Stored data
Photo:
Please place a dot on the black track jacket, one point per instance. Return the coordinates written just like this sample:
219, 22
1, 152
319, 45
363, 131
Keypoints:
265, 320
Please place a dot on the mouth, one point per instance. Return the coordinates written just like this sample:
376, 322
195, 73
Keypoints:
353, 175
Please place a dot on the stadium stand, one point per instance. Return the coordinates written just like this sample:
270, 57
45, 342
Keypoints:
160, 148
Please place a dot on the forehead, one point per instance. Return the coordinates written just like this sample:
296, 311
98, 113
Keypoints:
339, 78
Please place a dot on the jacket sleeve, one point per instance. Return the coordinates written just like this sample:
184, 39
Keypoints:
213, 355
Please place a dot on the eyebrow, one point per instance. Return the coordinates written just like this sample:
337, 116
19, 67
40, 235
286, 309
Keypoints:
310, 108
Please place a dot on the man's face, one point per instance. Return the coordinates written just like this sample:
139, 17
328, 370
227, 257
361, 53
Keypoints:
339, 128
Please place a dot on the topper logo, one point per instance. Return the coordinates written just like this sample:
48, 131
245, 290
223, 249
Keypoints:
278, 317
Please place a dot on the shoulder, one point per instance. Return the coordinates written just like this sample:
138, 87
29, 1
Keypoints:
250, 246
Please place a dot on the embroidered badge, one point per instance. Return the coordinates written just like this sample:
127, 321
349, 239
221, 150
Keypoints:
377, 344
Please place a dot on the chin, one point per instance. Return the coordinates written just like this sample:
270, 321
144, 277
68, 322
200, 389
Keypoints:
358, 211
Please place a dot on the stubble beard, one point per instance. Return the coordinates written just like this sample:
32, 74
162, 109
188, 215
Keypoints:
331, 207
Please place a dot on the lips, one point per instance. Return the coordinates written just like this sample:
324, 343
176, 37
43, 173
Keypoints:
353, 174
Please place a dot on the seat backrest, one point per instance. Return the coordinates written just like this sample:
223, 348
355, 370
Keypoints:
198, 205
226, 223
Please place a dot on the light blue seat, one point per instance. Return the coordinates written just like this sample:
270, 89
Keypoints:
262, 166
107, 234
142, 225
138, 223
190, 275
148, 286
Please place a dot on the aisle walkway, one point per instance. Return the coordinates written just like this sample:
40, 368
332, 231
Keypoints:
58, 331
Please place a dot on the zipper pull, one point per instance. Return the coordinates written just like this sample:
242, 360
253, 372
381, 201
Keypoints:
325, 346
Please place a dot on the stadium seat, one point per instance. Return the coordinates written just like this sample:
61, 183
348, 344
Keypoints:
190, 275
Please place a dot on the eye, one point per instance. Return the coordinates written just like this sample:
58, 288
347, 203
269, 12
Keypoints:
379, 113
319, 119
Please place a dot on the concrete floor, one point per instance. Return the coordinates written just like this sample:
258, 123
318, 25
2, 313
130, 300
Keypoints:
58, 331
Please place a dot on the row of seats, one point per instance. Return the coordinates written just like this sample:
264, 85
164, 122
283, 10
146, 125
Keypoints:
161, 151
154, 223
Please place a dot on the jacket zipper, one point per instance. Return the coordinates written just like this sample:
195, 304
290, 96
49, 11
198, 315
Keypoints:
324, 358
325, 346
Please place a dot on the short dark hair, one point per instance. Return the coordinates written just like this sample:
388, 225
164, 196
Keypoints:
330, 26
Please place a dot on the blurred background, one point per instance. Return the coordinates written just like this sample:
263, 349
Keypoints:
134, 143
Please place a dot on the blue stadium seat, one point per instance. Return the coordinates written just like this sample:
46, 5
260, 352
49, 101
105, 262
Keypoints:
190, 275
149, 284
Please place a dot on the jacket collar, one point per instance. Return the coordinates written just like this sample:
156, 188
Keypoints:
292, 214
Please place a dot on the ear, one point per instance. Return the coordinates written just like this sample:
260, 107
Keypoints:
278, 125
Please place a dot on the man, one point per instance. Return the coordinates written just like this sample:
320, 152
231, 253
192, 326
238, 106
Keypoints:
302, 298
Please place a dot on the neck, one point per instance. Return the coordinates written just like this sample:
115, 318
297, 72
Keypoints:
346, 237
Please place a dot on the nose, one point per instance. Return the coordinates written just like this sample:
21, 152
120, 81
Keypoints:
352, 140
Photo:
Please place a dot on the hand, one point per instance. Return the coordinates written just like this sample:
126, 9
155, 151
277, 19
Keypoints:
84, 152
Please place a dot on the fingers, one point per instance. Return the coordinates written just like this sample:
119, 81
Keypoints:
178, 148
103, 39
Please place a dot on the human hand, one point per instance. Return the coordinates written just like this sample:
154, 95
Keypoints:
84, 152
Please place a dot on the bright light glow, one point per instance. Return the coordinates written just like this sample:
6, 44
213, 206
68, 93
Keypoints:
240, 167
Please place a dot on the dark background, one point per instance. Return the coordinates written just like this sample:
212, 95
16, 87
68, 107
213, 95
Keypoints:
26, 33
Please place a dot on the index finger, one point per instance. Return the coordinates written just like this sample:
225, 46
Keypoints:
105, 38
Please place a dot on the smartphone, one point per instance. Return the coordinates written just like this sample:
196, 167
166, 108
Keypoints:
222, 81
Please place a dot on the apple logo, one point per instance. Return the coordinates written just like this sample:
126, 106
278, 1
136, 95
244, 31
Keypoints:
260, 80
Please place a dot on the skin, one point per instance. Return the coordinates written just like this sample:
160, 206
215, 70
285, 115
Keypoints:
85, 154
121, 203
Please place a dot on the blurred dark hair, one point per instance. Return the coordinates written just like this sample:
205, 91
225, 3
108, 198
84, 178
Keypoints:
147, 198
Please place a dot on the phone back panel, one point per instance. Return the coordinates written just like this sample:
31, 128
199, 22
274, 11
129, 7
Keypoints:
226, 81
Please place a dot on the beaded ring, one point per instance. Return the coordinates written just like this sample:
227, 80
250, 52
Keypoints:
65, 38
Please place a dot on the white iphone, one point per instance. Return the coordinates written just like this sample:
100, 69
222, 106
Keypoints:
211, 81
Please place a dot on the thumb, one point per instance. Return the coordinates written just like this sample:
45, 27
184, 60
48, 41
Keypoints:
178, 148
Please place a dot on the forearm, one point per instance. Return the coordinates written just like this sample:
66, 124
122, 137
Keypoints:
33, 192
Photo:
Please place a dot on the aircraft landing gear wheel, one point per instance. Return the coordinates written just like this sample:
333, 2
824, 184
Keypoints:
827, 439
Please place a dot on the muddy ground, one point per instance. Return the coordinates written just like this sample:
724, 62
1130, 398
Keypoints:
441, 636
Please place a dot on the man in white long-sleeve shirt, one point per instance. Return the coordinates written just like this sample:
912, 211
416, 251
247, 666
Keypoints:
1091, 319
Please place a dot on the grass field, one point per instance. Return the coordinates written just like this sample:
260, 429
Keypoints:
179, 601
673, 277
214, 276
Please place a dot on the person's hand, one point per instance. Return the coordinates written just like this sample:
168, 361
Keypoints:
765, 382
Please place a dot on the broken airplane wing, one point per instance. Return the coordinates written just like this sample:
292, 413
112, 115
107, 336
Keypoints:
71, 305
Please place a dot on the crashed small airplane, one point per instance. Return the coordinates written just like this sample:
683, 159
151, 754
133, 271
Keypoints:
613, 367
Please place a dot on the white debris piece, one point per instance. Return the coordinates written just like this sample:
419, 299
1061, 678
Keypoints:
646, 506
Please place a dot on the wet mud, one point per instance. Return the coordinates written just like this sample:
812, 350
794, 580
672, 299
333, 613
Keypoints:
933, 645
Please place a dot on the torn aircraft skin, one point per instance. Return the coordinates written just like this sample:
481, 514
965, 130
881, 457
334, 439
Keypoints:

## What you need to do
Reproduce the listing shown above in its entirety, exactly.

## Output of the exercise
Photo:
Please place a dot on the black track jacket, one point per instance. Return the coordinates written just like this sample:
219, 22
1, 152
319, 45
363, 131
Keypoints:
265, 320
Please place a dot on the mouth, one point per instance. Return the coordinates written just like this sample:
376, 322
195, 73
Keypoints:
353, 175
Please place a dot on the stadium stand, one point per instance. Return the coordinates written just like this sample:
270, 57
45, 342
Keypoints:
160, 148
Please place a dot on the forehead, one point per instance. Return the coordinates written just like this sample:
296, 311
98, 113
Keypoints:
339, 78
Please place a dot on the jacket sleeve, one point per instance. Return the coordinates written just like this sample:
184, 39
Keypoints:
213, 355
Please place a dot on the eyebrow, one point per instance. Return the coordinates written just like this sample:
337, 116
19, 67
40, 235
286, 309
Keypoints:
310, 108
Please place a dot on the man's face, one point per instance. Return the coordinates written just like this sample:
139, 17
328, 370
227, 257
361, 53
Keypoints:
339, 128
Please place a dot on the topper logo, one point per instance. Return the coordinates written just like this sample:
48, 131
245, 290
223, 249
Keypoints:
278, 317
Please place a dot on the shoulder, one point per instance. Return the coordinates written just like this sample:
138, 87
29, 1
Keypoints:
250, 246
Please place a dot on the embroidered badge, one point per instance. Return the coordinates written just like this sample:
127, 321
349, 239
221, 150
Keypoints:
377, 344
Please place a dot on the chin, one point per instance. Return the coordinates written just like this sample:
270, 321
144, 277
68, 322
200, 389
Keypoints:
358, 211
Please place a dot on the stubble beard, one point per instance. Return the coordinates written just like this sample:
32, 74
162, 109
188, 215
Keypoints:
331, 207
Please place a dot on the lips, one point per instance. Return the coordinates written just like this sample:
324, 343
176, 37
43, 173
Keypoints:
353, 174
Please place a dot on the seat backrest, one point per instance. Return the coordinates written just like this sample:
223, 348
355, 370
Keypoints:
198, 205
226, 223
Please place a dot on the light blue seat, one point per instance. Return the coordinates written just like this sample:
270, 89
Keypoints:
262, 166
107, 234
142, 225
138, 223
190, 275
148, 286
Please place a dot on the aisle walkway, one point per instance. Return the coordinates written just like this sample:
40, 368
332, 231
Keypoints:
58, 331
Please place a dot on the zipper pull, one point per instance. Return the coordinates written just like this sample:
242, 360
253, 372
381, 201
Keypoints:
325, 346
Please place a dot on the stadium seat, one point per instance. Return the coordinates written just like this sample:
61, 183
348, 344
Keypoints:
190, 275
Please place a dot on the eye, one point per instance. Return the coordinates written just like this sample:
58, 288
347, 203
269, 12
Keypoints:
379, 113
319, 119
Please place a dot on the concrete floor, one point per instance. Return the coordinates written just like this sample:
258, 123
318, 25
2, 313
130, 300
Keypoints:
58, 331
Please place a dot on the row of seats, one point per instance. Return the coordinates written just like this sample:
264, 85
164, 122
283, 10
146, 125
Keypoints:
161, 151
154, 223
Please place a dot on the jacket zipper, one point per instance. Return the coordinates written just like this sample:
195, 304
290, 96
49, 11
198, 315
Keypoints:
324, 358
325, 346
Please place a dot on the short dark hair, one point per instance. Return the coordinates written just like this sample:
388, 225
164, 196
Keypoints:
330, 26
Please place a dot on the blurred background, one point per instance. Return the coordinates written just like this sample:
263, 349
Keypoints:
134, 143
Please place a dot on the blue stadium seat, one point per instance. Return the coordinates written just like this sample:
46, 5
260, 352
49, 101
105, 262
Keypoints:
190, 275
149, 284
Please place a dot on the jacket collar, one point per instance. Return the coordinates written just like this sample:
156, 188
Keypoints:
292, 214
Please place a dot on the ear, one point per instance. Return the coordinates written just like this sample:
260, 107
Keypoints:
278, 125
Please place a dot on the man, one point per instance. Return the coordinates written just like this sample:
320, 152
231, 253
192, 326
238, 106
Keypoints:
302, 298
Please place a dot on the neck, one point per instance. Return the coordinates written just like this sample:
115, 318
297, 72
Keypoints:
346, 237
Please place a dot on the nose, one point per instance. Return the coordinates written just like this sample:
21, 152
120, 81
Keypoints:
352, 140
Photo:
Please place a dot on the hand, one point per instance. Return the coordinates written just like this sample:
126, 9
155, 151
277, 19
Keypoints:
84, 152
Please place a dot on the fingers, one point per instance. Return the coordinates written just like this sample:
119, 81
Keypoints:
178, 148
103, 39
Please place a dot on the human hand, one point per instance. Return the coordinates written just like this sample:
154, 95
Keypoints:
84, 152
Please place a dot on the bright light glow, one point per instance. Return the coordinates written just like this sample:
6, 44
213, 206
68, 93
Keypoints:
240, 167
Please place a dot on the dark background, one point per instance. Return the coordinates written just like this sample:
212, 95
16, 87
68, 107
213, 95
Keypoints:
26, 33
Please place a dot on the index finger, one point per instance. Return the coordinates written just like this sample:
225, 46
Keypoints:
105, 38
Please place a dot on the smartphone, one point per instance. Return the coordinates written just like this sample:
196, 167
166, 108
Keypoints:
222, 81
Please place a dot on the apple logo, one point per instance. Return the coordinates written just like this sample:
126, 106
278, 1
136, 95
244, 31
Keypoints:
260, 80
Please place a dot on the skin, one point per instance. Return the coordinates written just like this sample:
160, 206
215, 70
285, 115
Keypoints:
85, 154
121, 203
Please place a dot on the blurred dark hair, one point per instance. Return the coordinates written just like this sample:
205, 91
225, 3
108, 198
84, 178
Keypoints:
147, 198
Please place a dot on the phone back panel, one point per instance. Return the coordinates written just like this sample:
31, 128
199, 22
274, 11
129, 7
Keypoints:
226, 81
Please place a dot on the beaded ring, one point per instance. Return the coordinates written just like this sample:
227, 80
250, 52
Keypoints:
65, 38
Please place a dot on the white iphone, one point per instance. Return the coordinates written just like this sample:
100, 69
222, 106
Keypoints:
211, 81
Please place a dot on the thumb, one point per instance. Return the coordinates written just like this sample:
45, 27
184, 60
48, 41
Keypoints:
178, 148
Please place a dot on the forearm, one point per instance. Return the coordinates written just like this sample:
66, 124
122, 137
Keypoints:
33, 192
Photo:
Please place a dot on the aircraft landing gear wheel, one point per instance. Return the coordinates written just like this sample:
333, 2
824, 184
Keypoints:
827, 439
Please place a dot on the muddy ground, one point per instance. Return the coordinates written just like this sample:
724, 62
1130, 398
Keypoints:
441, 636
Please place a dot on the man in white long-sleeve shirt, one point per instance. Return the coordinates written just like this sample:
912, 211
416, 251
247, 666
Keypoints:
1091, 319
Please place a dot on the grass field, one point per instance. Return the coordinates written just like this sample:
260, 429
Keypoints:
179, 601
673, 277
214, 276
Please place a dot on the person's hand, one point per instance. Return the coordinates written just like this sample:
168, 361
Keypoints:
765, 382
Please place a dot on the broken airplane wing, one point per instance. Return the coordinates written just like this sample:
292, 413
112, 115
107, 336
Keypoints:
71, 305
Please place a dot on the crashed small airplane, one point per instance. Return the coordinates written just like this sample:
683, 159
151, 754
133, 271
Keypoints:
613, 367
Please place a dot on the white debris piece, one point per instance. Return the coordinates written just like this sample:
419, 299
1061, 678
Keypoints:
646, 506
Please place a dot on the wet mud, one point per instance. Return the coordinates written just like this sample:
812, 350
794, 580
672, 299
333, 613
Keypoints:
933, 645
Please place a dot on the torn aircraft skin, one point per instance. Return the coordinates written just like this sample:
481, 514
965, 130
881, 457
334, 439
Keypoints:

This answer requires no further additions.